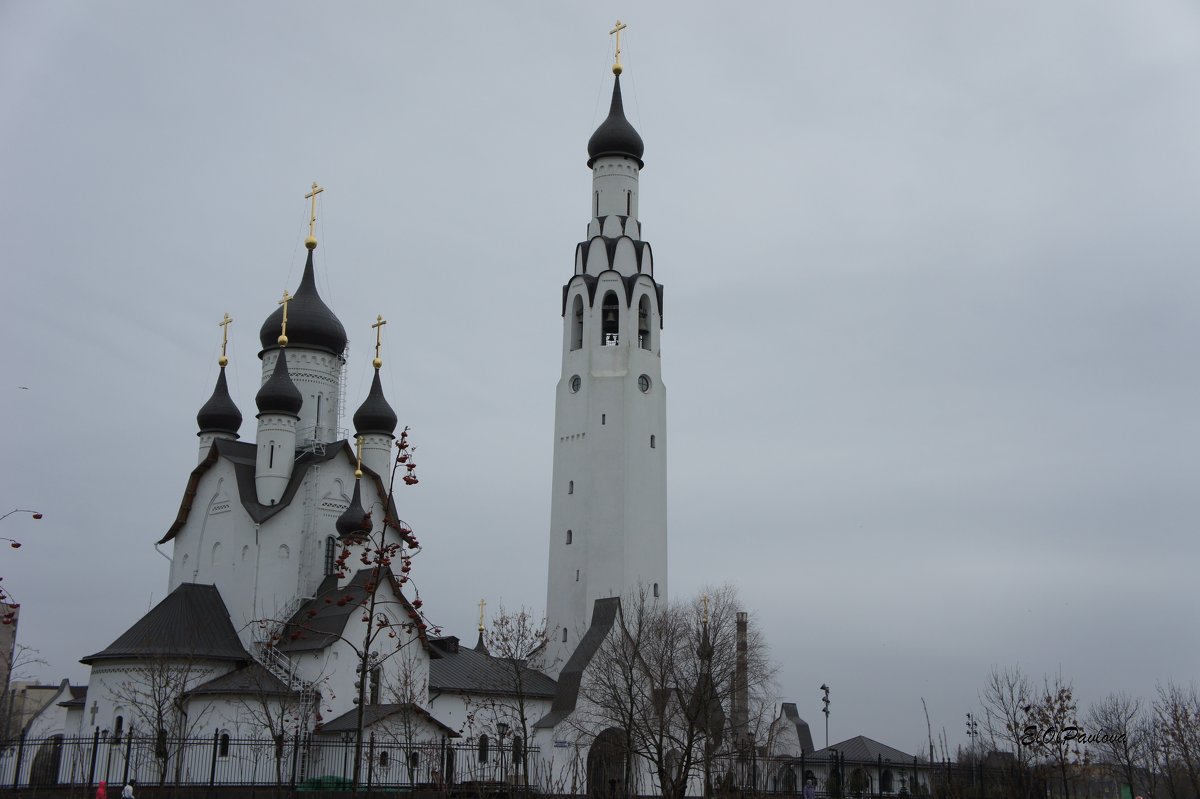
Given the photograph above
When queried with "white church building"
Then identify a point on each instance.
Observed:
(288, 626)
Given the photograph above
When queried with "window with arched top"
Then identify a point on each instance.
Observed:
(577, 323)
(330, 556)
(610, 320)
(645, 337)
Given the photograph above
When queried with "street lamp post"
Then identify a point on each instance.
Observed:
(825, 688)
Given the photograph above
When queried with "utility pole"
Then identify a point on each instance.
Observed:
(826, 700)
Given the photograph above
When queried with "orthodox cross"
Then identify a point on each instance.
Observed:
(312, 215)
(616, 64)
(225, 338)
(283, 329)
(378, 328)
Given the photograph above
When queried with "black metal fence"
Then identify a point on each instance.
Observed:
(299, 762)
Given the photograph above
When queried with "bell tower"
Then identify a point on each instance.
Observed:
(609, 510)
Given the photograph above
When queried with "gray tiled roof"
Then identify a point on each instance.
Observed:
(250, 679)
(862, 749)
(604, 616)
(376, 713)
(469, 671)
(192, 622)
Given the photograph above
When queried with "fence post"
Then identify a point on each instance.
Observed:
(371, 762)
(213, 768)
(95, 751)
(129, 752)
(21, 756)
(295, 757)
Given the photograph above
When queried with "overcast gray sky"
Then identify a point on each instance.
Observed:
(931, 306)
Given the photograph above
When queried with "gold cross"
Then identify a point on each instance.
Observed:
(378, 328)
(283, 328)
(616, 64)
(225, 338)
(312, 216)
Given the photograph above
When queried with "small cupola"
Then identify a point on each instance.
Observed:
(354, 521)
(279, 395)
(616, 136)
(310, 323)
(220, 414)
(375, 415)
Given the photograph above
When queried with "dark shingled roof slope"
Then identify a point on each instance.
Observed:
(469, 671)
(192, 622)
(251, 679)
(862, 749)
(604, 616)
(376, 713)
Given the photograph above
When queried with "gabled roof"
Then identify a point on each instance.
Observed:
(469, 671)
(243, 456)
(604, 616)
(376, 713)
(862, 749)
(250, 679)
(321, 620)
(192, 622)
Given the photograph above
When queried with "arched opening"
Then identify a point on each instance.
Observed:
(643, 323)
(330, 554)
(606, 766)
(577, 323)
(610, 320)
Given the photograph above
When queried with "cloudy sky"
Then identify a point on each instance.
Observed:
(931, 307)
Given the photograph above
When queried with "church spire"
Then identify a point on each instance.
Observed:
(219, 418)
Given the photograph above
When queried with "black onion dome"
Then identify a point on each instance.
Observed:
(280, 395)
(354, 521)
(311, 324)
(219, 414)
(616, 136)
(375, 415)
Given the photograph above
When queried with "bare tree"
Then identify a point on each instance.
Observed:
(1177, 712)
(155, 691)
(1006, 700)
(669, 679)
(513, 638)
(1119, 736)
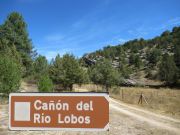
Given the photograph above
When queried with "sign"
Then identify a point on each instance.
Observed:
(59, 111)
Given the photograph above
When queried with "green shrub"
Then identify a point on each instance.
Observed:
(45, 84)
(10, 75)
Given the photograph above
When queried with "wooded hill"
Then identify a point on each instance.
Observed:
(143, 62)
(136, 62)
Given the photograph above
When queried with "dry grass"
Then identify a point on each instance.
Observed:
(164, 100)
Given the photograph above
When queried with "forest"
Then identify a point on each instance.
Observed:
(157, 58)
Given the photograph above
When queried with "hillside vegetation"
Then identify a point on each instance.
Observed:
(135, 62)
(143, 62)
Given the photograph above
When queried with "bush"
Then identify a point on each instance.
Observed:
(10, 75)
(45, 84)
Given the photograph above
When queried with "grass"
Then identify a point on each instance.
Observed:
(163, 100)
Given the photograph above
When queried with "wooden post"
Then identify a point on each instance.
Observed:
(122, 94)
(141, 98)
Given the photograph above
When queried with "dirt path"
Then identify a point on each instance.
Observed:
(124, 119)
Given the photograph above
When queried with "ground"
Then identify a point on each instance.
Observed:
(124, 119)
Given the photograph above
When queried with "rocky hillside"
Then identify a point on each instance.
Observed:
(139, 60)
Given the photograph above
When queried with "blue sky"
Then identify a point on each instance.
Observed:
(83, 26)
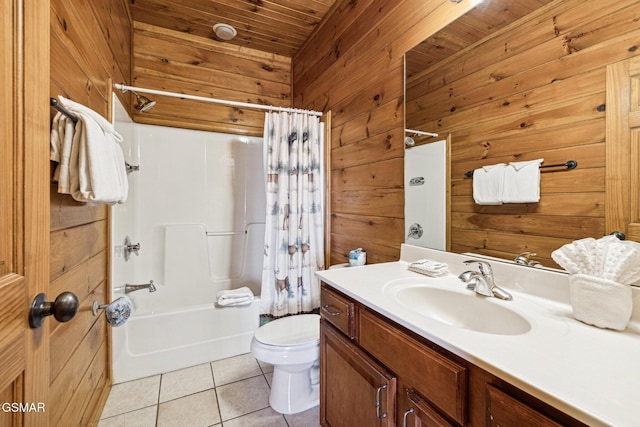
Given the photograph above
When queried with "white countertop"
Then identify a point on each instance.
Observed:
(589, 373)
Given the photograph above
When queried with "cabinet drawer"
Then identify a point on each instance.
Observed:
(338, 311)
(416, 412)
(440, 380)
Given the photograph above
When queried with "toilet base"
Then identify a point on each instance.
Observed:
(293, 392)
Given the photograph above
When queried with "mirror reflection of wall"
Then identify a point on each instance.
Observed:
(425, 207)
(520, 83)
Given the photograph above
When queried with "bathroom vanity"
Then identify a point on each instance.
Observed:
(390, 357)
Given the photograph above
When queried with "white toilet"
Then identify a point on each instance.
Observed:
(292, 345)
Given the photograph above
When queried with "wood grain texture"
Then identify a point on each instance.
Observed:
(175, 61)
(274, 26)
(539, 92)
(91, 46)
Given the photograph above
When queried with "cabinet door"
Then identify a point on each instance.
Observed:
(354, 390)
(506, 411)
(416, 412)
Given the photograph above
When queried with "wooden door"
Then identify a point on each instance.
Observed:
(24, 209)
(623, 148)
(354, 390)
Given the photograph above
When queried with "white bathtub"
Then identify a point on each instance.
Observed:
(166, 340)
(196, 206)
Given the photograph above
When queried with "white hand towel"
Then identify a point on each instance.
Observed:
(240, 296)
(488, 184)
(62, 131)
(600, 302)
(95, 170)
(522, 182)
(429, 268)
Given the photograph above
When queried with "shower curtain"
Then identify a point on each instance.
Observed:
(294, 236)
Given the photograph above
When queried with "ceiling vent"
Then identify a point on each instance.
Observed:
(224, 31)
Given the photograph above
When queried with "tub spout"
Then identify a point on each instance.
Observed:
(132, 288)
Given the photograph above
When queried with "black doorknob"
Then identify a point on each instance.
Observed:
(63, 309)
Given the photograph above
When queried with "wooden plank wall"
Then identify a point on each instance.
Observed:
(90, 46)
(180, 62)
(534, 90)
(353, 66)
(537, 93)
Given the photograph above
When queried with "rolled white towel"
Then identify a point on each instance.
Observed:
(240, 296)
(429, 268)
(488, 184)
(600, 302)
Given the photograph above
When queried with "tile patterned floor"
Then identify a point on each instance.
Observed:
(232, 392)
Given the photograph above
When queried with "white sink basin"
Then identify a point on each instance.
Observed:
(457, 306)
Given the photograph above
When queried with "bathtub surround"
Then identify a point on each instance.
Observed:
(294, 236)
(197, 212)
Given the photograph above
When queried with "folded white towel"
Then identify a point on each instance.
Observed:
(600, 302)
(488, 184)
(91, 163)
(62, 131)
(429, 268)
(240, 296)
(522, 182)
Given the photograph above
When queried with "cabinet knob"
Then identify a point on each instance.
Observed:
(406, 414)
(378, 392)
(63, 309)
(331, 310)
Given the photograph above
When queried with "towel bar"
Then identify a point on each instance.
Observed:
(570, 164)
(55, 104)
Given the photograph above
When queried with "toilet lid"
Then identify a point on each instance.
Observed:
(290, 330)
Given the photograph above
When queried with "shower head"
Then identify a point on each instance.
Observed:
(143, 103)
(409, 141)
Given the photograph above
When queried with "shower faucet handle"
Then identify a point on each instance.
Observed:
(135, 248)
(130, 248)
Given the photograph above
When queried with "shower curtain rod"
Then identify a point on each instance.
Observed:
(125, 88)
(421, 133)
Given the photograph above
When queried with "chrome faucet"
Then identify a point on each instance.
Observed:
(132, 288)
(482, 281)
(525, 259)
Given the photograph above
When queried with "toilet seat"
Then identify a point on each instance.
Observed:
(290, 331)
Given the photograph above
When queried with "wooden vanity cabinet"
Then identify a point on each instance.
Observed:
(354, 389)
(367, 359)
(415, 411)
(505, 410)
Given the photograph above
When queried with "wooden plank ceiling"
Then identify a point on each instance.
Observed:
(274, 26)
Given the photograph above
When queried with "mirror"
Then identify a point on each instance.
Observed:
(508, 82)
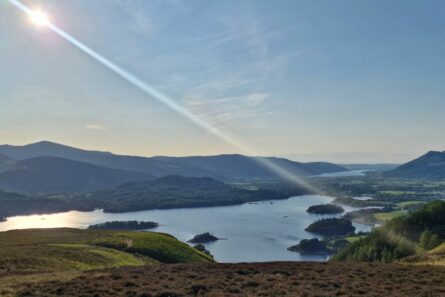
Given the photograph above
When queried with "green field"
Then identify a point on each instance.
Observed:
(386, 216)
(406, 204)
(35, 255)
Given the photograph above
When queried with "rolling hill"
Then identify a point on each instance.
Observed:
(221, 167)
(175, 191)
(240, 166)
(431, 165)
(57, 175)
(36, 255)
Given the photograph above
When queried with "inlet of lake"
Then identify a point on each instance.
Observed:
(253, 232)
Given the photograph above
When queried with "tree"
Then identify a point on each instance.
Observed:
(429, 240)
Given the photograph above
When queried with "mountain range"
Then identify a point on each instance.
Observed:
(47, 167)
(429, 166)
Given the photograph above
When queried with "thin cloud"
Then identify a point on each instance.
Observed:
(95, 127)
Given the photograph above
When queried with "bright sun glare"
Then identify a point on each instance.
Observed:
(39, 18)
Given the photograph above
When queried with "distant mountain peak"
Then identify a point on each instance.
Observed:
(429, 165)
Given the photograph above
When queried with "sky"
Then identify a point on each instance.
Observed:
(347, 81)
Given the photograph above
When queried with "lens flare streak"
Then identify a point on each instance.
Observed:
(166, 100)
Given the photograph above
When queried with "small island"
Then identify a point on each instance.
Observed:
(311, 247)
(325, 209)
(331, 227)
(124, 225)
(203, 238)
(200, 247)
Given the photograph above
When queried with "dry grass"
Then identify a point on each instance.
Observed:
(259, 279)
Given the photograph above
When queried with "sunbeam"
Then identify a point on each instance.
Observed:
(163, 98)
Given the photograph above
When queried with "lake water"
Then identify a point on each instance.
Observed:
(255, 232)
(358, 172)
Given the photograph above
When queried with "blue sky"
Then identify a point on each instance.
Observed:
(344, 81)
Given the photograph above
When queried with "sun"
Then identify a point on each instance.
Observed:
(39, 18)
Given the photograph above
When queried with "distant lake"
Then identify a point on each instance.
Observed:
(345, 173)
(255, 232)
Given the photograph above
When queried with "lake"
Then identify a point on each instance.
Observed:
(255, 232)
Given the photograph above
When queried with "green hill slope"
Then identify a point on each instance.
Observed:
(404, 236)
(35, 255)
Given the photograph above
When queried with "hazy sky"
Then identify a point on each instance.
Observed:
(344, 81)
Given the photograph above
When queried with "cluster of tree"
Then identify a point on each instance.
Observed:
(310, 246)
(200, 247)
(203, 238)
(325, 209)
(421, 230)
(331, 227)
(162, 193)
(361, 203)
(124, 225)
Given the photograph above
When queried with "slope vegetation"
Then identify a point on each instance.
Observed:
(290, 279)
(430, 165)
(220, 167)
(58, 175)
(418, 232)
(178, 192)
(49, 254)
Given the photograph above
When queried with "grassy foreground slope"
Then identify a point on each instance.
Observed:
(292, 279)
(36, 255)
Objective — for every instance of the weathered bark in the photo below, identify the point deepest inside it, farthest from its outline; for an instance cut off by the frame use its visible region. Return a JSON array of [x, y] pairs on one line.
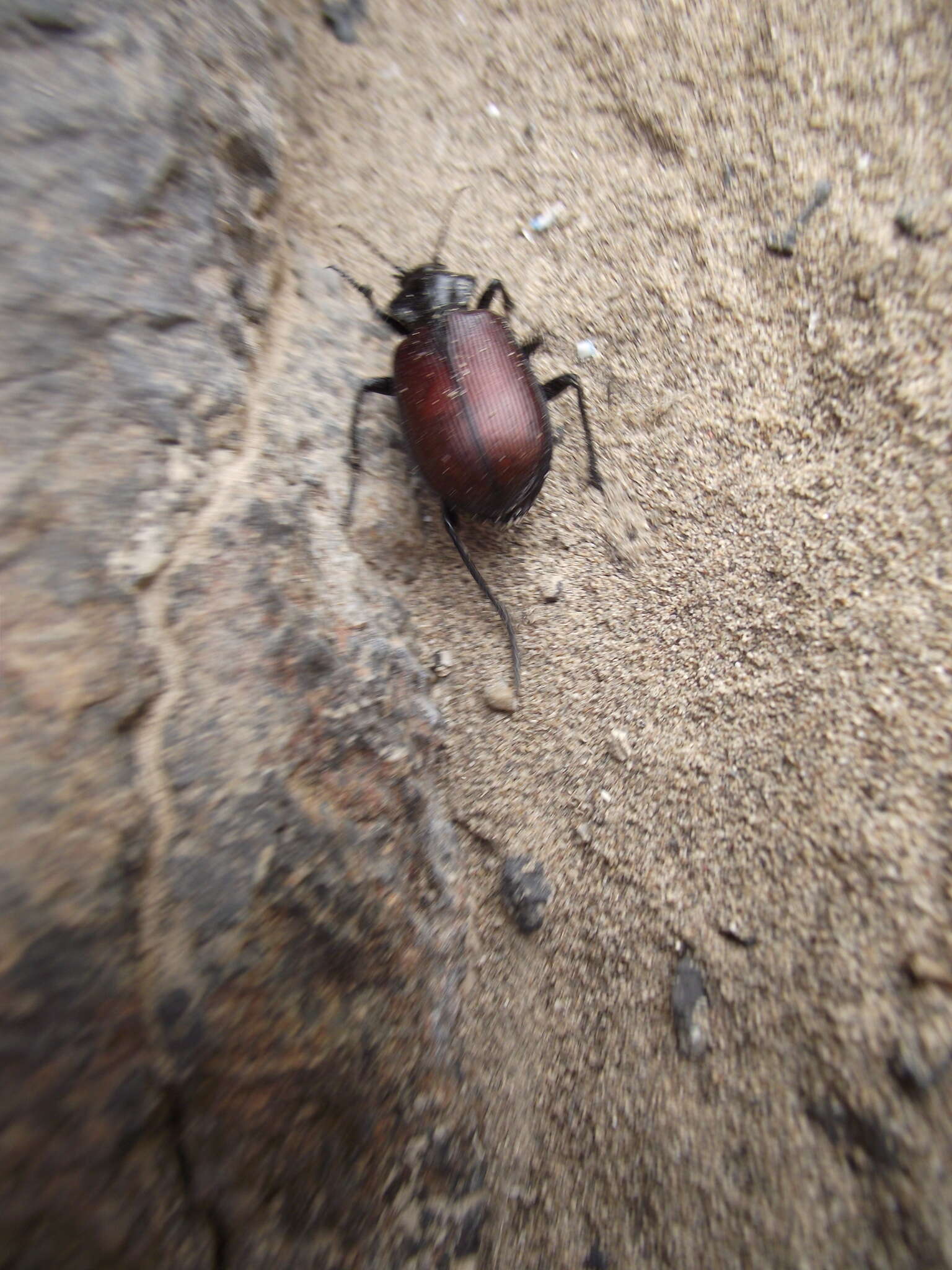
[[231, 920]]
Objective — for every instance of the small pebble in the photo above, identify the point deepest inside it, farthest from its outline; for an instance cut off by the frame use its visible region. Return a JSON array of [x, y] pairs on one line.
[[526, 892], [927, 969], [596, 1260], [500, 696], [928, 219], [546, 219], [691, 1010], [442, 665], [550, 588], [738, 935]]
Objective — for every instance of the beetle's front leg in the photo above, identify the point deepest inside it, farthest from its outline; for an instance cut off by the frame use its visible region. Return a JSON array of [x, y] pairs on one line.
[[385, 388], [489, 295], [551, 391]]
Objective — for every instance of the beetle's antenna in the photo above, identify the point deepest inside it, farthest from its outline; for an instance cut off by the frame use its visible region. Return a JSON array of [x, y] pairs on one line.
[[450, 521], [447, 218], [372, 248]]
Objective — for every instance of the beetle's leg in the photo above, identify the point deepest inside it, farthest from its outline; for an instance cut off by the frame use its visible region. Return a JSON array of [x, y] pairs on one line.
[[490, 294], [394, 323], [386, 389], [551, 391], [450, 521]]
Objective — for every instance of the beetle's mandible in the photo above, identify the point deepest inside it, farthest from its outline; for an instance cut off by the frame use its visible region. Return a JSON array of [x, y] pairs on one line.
┄┄┄┄┄┄┄┄┄┄┄┄┄┄┄┄┄┄┄┄
#### [TASK STATEMENT]
Only lines holding the string "cross" are wanted; gather each one from the entries above.

#### [ANSWER TO THE EXERCISE]
When queried with "orthodox cross"
When queried with "gold cross"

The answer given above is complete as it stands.